(Stored data entries)
>>>>

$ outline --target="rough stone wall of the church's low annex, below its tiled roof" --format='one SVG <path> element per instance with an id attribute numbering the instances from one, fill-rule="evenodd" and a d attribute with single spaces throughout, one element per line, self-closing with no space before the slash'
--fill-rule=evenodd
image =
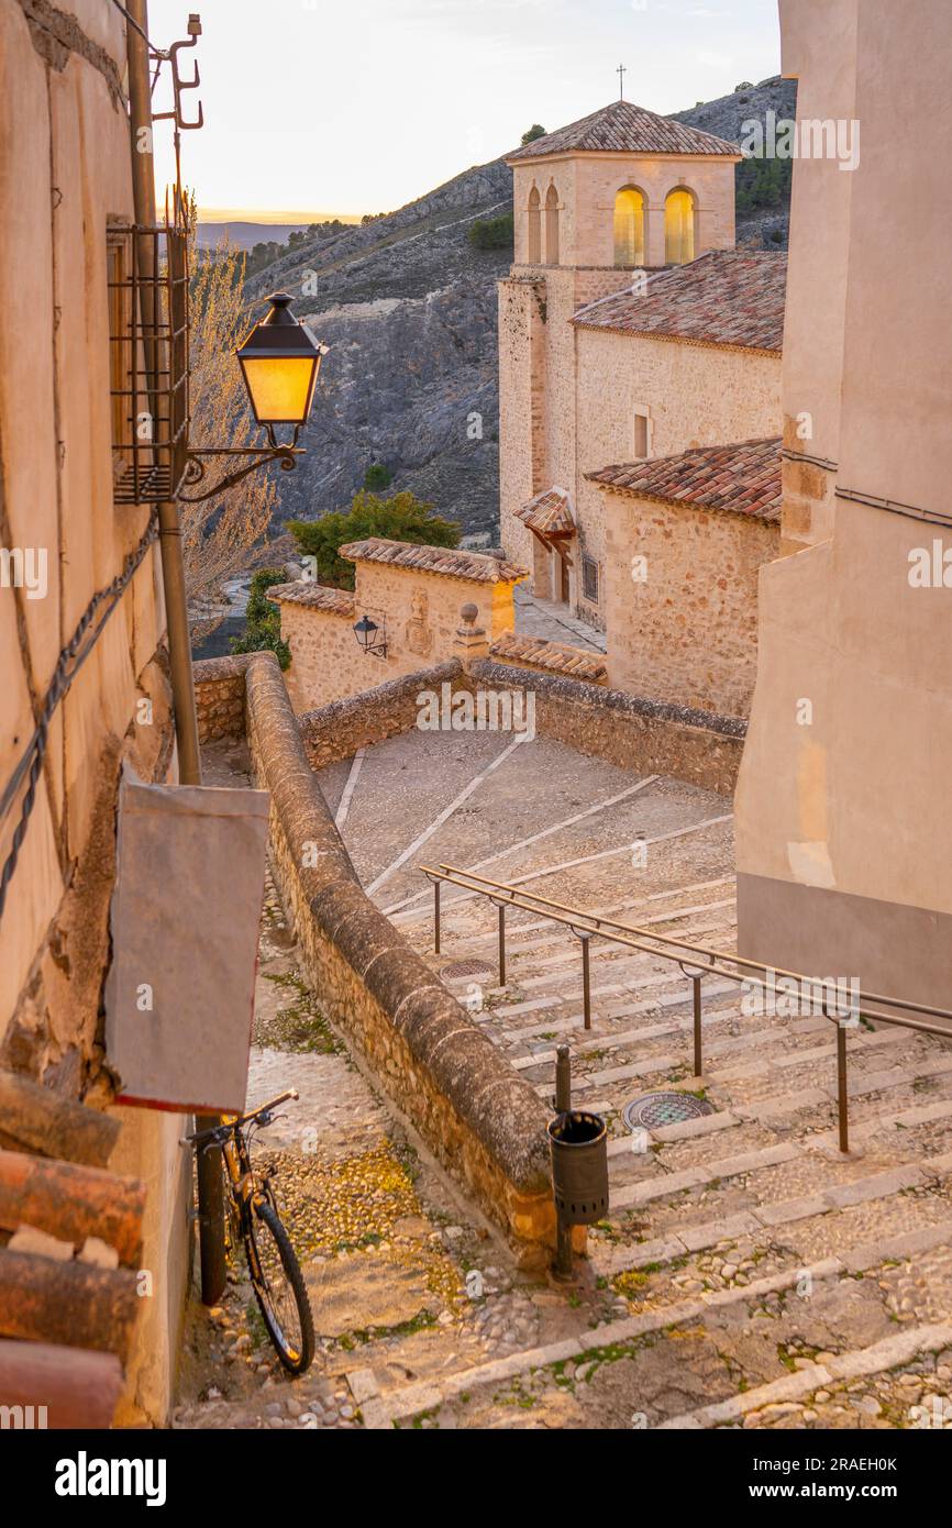
<path id="1" fill-rule="evenodd" d="M 594 484 L 590 484 L 594 487 Z M 604 489 L 613 689 L 746 717 L 756 675 L 756 579 L 779 530 L 743 515 Z M 639 576 L 633 578 L 633 559 Z"/>

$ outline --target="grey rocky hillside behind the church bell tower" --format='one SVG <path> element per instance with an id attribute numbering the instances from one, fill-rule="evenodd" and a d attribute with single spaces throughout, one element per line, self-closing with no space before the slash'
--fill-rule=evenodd
<path id="1" fill-rule="evenodd" d="M 795 110 L 795 86 L 767 79 L 701 102 L 677 119 L 738 141 L 741 124 Z M 746 170 L 747 167 L 741 167 Z M 332 347 L 303 445 L 281 475 L 281 520 L 345 507 L 371 463 L 454 516 L 466 536 L 495 541 L 498 382 L 495 283 L 506 249 L 477 251 L 469 229 L 512 205 L 503 160 L 480 165 L 371 223 L 298 244 L 248 289 L 284 287 Z M 738 238 L 782 248 L 787 208 L 750 209 Z"/>

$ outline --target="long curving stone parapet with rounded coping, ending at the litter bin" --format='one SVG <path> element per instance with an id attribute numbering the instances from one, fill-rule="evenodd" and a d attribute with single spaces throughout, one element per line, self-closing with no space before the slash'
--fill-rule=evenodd
<path id="1" fill-rule="evenodd" d="M 307 981 L 429 1149 L 504 1227 L 523 1265 L 542 1264 L 555 1235 L 546 1109 L 359 885 L 274 656 L 254 654 L 246 683 L 274 871 Z M 410 724 L 413 685 L 384 689 L 380 715 Z M 359 707 L 373 704 L 373 695 L 359 698 Z M 329 724 L 327 714 L 339 709 L 322 714 L 330 732 L 341 718 Z"/>

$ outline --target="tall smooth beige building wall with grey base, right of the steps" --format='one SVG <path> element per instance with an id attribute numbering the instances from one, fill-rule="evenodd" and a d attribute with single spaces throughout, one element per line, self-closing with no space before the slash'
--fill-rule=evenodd
<path id="1" fill-rule="evenodd" d="M 934 196 L 934 165 L 952 154 L 952 14 L 940 0 L 914 17 L 885 0 L 801 0 L 781 20 L 801 110 L 816 115 L 822 98 L 824 116 L 859 118 L 862 157 L 853 174 L 808 159 L 793 173 L 787 410 L 802 399 L 814 413 L 828 466 L 787 478 L 784 529 L 802 550 L 761 571 L 737 799 L 740 947 L 947 1008 L 952 590 L 941 578 L 914 587 L 909 558 L 952 550 L 952 437 L 935 385 L 952 350 L 952 272 Z M 883 228 L 908 237 L 883 240 Z M 807 293 L 828 304 L 822 335 Z"/>

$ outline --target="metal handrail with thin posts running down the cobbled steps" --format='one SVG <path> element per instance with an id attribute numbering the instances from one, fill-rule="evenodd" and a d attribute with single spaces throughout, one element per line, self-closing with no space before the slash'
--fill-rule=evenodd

<<<<

> [PROBLEM DETAILS] The records above must be returned exactly, with each picture omitted.

> [RESPONSE BELOW]
$ outline --target="rough stone wall of the church's low annex, below its tiled roof" --format='one SVG <path> element per instance with an id attribute numbering the instances from one, fill-rule="evenodd" and a d attribute with single spaces throughout, one element per line, self-closing with no space before the slash'
--fill-rule=evenodd
image =
<path id="1" fill-rule="evenodd" d="M 594 484 L 590 484 L 594 487 Z M 604 489 L 613 689 L 746 717 L 756 675 L 756 579 L 779 530 L 743 515 Z M 639 576 L 633 578 L 633 559 Z"/>

$ outline --target="grey rocky hillside behind the church bell tower" --format='one SVG <path> element per instance with an id attribute numbering the instances from one, fill-rule="evenodd" and a d attribute with single spaces throughout, one element per line, self-closing with no space before the slash'
--fill-rule=evenodd
<path id="1" fill-rule="evenodd" d="M 795 110 L 795 86 L 767 79 L 701 102 L 677 119 L 738 141 L 741 124 Z M 746 170 L 747 167 L 741 167 Z M 332 347 L 303 445 L 281 475 L 281 520 L 345 507 L 371 463 L 454 516 L 466 536 L 495 541 L 498 382 L 495 283 L 506 249 L 477 251 L 469 229 L 512 205 L 503 160 L 480 165 L 371 223 L 298 244 L 248 289 L 284 287 Z M 738 238 L 782 248 L 787 208 L 750 209 Z"/>

$ outline --target="long curving stone parapet with rounded coping, ending at the litter bin" --format='one SVG <path> element per instance with an id attribute numbering the instances from one, fill-rule="evenodd" and a d attribute with single spaces throughout, one element per line, self-closing with no space before the slash'
--fill-rule=evenodd
<path id="1" fill-rule="evenodd" d="M 307 981 L 429 1149 L 504 1227 L 523 1265 L 542 1264 L 555 1235 L 546 1109 L 359 885 L 274 656 L 254 654 L 246 683 L 274 871 Z M 410 724 L 413 685 L 384 689 L 380 715 Z M 359 707 L 373 704 L 373 695 L 359 698 Z M 329 724 L 327 714 L 339 709 L 322 714 L 330 732 L 341 718 Z"/>

$ outline --target="tall smooth beige building wall with grey base, right of the steps" --format='one SVG <path> element per instance with an id attribute numbering the instances from one, fill-rule="evenodd" and a d attribute with single spaces throughout, one element per line, self-closing with no space before the slash'
--fill-rule=evenodd
<path id="1" fill-rule="evenodd" d="M 934 196 L 934 165 L 952 154 L 952 14 L 940 0 L 914 17 L 885 0 L 801 0 L 781 20 L 801 110 L 816 115 L 822 98 L 824 116 L 859 118 L 862 157 L 853 174 L 808 159 L 793 173 L 787 410 L 802 399 L 814 413 L 828 466 L 787 478 L 784 529 L 802 550 L 761 571 L 737 799 L 740 947 L 947 1008 L 952 590 L 941 578 L 914 587 L 909 558 L 952 550 L 952 437 L 935 385 L 952 350 L 952 272 Z M 883 228 L 908 237 L 883 240 Z M 807 293 L 828 304 L 822 335 Z"/>

$ outline --target="metal handrail with thin posts running down the cobbled steps" --format='one SVG <path> element per instance with an id attribute numbering the instances from one, fill-rule="evenodd" and a d attribute with single spaces throughout, one element per line, self-closing with no space before the slash'
--fill-rule=evenodd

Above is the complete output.